#### EXERCISE DETAILS
Write out every line of the items below word for word, leaving out the pictures.

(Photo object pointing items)
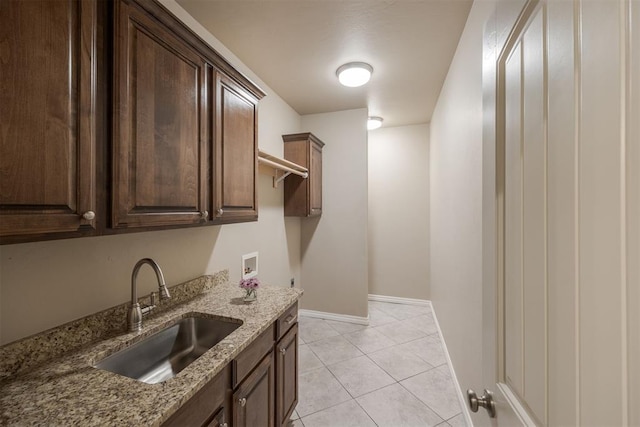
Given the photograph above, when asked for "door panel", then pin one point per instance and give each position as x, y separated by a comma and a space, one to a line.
600, 336
568, 215
561, 212
514, 323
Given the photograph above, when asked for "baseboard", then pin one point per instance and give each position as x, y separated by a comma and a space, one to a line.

#### COMPLETED EXERCISE
Given the photograph above, when asked for "door panel", then pin one point per instance and give each position as x, y separated by a comma and a space, one to a line.
600, 336
568, 215
561, 212
514, 323
Given the photograph above, when asked for "baseboard", then pin one point per instance and give each position as x, y separated by a comma and a space, one to a line.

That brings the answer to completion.